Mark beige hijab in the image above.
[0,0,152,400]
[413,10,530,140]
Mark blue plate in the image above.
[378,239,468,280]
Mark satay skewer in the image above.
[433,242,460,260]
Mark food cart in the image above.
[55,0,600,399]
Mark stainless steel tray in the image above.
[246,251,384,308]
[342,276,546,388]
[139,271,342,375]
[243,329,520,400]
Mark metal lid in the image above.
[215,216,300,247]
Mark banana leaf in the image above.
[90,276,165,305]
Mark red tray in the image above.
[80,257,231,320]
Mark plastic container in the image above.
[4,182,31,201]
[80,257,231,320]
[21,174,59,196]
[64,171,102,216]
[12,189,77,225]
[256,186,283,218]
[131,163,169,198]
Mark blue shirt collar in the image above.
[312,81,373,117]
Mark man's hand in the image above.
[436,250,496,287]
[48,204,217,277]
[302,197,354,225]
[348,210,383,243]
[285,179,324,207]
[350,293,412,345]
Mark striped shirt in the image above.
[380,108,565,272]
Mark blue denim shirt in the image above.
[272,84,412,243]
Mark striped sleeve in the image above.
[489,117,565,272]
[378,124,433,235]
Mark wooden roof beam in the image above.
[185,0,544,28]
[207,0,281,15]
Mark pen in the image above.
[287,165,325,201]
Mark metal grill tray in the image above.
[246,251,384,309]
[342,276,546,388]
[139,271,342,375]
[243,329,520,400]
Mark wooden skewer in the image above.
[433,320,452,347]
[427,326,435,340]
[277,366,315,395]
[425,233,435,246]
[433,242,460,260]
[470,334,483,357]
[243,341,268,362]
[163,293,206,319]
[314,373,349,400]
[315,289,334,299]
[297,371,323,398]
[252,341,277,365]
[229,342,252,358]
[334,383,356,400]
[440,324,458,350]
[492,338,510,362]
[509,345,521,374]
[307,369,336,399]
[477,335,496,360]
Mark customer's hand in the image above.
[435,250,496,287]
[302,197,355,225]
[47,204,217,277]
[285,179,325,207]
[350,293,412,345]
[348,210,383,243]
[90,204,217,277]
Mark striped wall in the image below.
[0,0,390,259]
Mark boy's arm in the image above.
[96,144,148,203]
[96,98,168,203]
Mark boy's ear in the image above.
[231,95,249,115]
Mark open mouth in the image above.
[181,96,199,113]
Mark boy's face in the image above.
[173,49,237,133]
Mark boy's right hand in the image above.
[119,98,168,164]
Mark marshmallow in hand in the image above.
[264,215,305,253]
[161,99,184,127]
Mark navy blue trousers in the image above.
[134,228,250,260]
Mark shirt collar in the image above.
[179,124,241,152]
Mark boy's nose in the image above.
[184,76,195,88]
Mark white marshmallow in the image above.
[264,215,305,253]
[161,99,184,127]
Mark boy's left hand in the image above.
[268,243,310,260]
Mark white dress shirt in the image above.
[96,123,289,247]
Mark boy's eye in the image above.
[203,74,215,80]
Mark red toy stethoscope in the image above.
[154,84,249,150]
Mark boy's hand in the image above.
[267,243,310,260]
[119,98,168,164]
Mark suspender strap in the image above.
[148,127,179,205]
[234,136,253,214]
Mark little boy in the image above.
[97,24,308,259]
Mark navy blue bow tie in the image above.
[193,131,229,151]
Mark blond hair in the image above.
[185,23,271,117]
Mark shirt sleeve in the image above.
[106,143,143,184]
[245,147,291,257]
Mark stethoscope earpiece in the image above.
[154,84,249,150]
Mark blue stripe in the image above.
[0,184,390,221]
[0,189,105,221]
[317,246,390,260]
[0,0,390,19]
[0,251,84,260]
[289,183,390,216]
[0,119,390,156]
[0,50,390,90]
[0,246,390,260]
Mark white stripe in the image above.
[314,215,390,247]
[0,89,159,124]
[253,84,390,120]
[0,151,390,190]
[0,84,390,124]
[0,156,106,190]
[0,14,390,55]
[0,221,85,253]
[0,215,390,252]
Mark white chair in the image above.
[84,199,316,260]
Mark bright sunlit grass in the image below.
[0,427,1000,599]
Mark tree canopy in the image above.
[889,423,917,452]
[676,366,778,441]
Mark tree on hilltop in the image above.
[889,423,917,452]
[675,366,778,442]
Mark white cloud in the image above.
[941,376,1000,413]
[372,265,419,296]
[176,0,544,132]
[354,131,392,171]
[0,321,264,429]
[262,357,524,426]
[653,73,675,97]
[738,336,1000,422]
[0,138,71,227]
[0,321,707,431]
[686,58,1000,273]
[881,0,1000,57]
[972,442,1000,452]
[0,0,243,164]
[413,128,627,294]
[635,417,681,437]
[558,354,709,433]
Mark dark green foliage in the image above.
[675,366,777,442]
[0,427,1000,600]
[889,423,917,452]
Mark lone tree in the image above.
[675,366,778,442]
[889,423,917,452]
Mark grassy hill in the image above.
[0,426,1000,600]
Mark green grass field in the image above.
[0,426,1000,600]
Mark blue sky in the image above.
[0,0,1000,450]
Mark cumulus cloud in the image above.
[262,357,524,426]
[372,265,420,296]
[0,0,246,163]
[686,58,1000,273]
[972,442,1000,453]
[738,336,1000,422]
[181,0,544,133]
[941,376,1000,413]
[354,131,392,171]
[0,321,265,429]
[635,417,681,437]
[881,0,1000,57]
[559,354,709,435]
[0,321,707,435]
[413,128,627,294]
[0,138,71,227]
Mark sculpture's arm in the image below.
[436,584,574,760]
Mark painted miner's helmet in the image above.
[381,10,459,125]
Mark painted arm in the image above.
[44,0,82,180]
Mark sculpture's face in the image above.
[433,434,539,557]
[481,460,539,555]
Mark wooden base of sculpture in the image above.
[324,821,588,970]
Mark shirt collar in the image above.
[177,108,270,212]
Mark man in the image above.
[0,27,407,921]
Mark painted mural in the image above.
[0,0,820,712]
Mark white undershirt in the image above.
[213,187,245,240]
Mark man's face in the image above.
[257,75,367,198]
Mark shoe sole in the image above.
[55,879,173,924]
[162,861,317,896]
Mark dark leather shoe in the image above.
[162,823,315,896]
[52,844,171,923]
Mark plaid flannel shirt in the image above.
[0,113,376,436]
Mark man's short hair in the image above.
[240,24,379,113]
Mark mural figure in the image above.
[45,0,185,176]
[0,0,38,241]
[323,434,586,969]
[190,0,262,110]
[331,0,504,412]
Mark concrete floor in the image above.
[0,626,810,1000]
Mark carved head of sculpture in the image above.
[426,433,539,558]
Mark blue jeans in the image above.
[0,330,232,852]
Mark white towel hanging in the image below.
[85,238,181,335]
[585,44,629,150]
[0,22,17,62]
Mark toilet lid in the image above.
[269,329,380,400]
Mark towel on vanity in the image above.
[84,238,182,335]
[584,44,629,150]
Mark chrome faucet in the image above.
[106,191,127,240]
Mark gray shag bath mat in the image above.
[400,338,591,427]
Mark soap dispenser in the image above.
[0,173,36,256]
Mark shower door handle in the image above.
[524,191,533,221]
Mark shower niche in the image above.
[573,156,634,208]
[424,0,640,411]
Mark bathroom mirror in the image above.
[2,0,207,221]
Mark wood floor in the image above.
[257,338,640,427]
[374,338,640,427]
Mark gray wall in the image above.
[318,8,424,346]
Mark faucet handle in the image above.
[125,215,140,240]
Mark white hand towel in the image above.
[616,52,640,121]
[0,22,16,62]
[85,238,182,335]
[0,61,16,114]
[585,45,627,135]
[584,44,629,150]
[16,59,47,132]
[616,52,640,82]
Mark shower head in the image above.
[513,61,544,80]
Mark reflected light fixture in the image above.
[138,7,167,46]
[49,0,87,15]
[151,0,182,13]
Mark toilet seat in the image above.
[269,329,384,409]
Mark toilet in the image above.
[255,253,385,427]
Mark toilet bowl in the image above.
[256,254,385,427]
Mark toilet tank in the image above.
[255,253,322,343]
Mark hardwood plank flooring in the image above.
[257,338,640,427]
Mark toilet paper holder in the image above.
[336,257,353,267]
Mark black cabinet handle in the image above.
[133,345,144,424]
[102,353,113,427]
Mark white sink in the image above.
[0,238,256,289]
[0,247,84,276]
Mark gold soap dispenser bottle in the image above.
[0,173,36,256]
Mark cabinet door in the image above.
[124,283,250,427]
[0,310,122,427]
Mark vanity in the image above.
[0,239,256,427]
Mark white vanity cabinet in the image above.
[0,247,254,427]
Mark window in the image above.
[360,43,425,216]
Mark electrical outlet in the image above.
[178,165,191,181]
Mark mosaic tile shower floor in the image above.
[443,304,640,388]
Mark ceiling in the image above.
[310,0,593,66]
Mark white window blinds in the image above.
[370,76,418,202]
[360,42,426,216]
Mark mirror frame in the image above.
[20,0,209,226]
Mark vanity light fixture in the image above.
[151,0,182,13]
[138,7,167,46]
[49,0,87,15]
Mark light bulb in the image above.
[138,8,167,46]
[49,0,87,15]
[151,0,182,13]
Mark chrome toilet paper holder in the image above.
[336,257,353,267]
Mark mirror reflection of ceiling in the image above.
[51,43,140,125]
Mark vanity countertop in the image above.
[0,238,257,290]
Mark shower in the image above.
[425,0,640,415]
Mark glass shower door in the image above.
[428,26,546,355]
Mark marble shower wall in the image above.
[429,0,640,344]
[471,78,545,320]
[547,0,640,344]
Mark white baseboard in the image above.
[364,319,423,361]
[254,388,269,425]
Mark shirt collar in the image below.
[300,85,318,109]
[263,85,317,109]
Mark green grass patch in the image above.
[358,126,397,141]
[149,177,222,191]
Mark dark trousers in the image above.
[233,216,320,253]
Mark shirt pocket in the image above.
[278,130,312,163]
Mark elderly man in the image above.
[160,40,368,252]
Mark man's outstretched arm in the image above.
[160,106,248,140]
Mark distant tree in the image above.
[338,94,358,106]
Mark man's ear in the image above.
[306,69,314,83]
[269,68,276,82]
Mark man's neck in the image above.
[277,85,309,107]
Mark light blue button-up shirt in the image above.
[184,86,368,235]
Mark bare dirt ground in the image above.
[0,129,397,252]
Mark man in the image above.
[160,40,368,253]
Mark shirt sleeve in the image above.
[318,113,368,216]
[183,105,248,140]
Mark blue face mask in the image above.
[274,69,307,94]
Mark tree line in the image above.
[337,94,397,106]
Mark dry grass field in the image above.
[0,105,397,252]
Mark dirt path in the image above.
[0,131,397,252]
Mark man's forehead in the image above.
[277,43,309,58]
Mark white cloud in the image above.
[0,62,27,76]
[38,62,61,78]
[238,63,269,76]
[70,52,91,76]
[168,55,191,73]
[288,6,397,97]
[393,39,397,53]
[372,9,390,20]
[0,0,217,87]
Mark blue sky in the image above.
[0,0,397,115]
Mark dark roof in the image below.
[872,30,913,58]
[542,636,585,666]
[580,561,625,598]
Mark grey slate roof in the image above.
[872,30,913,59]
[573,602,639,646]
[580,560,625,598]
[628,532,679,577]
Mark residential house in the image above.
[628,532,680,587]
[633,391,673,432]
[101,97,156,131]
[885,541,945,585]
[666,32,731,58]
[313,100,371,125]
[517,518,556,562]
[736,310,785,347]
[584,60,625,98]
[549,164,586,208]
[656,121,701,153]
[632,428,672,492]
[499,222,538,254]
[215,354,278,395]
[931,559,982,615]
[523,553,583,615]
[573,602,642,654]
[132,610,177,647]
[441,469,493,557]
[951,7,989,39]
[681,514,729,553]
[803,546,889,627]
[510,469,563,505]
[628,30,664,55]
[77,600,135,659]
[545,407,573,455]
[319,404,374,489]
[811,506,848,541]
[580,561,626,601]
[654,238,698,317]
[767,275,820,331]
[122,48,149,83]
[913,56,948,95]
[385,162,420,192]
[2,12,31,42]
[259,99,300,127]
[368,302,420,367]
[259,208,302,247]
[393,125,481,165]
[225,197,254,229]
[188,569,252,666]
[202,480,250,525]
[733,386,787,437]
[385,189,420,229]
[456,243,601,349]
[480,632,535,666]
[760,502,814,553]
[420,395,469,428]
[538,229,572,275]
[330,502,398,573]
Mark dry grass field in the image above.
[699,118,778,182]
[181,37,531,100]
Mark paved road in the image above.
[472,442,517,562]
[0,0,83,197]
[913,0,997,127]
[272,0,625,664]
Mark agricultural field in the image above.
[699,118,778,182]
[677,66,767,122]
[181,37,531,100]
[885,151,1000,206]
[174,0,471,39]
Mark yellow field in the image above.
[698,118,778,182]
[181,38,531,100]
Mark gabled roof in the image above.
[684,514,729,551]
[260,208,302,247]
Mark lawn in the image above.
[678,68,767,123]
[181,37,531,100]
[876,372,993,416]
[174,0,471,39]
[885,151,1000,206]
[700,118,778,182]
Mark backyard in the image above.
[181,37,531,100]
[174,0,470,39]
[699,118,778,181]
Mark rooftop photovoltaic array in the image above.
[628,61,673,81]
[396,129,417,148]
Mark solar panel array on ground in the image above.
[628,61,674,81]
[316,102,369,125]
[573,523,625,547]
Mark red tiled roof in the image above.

-=-=-=-=-

### Aim of the exercise:
Copy only the stretch running from the line containing "Mark residential house in the image above." to the final line of the entries, both ends included, exactly as it stands.

### The reply:
Mark residential house in the image above.
[628,532,680,587]
[633,391,673,432]
[101,97,156,131]
[885,541,945,585]
[666,32,731,58]
[313,100,371,125]
[517,518,556,562]
[736,310,785,347]
[584,60,625,98]
[549,164,586,208]
[656,121,701,153]
[632,428,672,492]
[499,222,538,254]
[215,354,278,395]
[931,559,982,615]
[523,553,583,615]
[573,602,642,654]
[132,610,177,647]
[441,469,493,557]
[951,7,989,39]
[681,514,729,553]
[803,546,889,627]
[510,469,563,505]
[628,30,664,55]
[77,600,135,659]
[545,407,573,455]
[319,404,374,489]
[811,506,848,541]
[580,561,626,601]
[654,238,698,317]
[767,275,820,331]
[122,48,149,83]
[913,56,948,95]
[385,162,420,192]
[2,12,31,42]
[259,99,300,127]
[368,302,420,367]
[259,208,302,247]
[393,125,481,165]
[225,197,254,229]
[188,569,252,666]
[202,480,250,525]
[733,386,787,437]
[385,189,420,229]
[456,243,601,349]
[480,632,535,666]
[760,502,814,553]
[420,395,469,428]
[538,229,572,275]
[330,502,398,573]
Mark dry grass field in the image above.
[699,118,778,182]
[181,37,531,100]
Mark paved road in the image above.
[472,442,517,562]
[0,0,83,197]
[913,0,997,127]
[272,0,625,664]
Mark agricultural field in the image above.
[699,118,778,182]
[677,66,767,122]
[181,37,531,100]
[885,151,1000,206]
[174,0,471,39]
Mark yellow field in the image above.
[698,118,778,182]
[181,38,531,100]
Mark gabled roof in the image above.
[684,514,729,551]
[260,208,302,247]
Mark lawn in the image above.
[678,68,767,123]
[181,37,531,100]
[876,372,993,416]
[174,0,471,39]
[885,151,1000,206]
[700,118,778,182]
Mark backyard in the image above.
[181,37,531,100]
[174,0,470,39]
[699,118,778,181]
Mark rooftop photovoltaic array in the image above.
[628,61,673,81]
[396,129,417,148]
Mark solar panel array on ground in the image above.
[628,61,674,81]
[316,102,369,125]
[573,523,625,547]
Mark red tiled roof in the image above.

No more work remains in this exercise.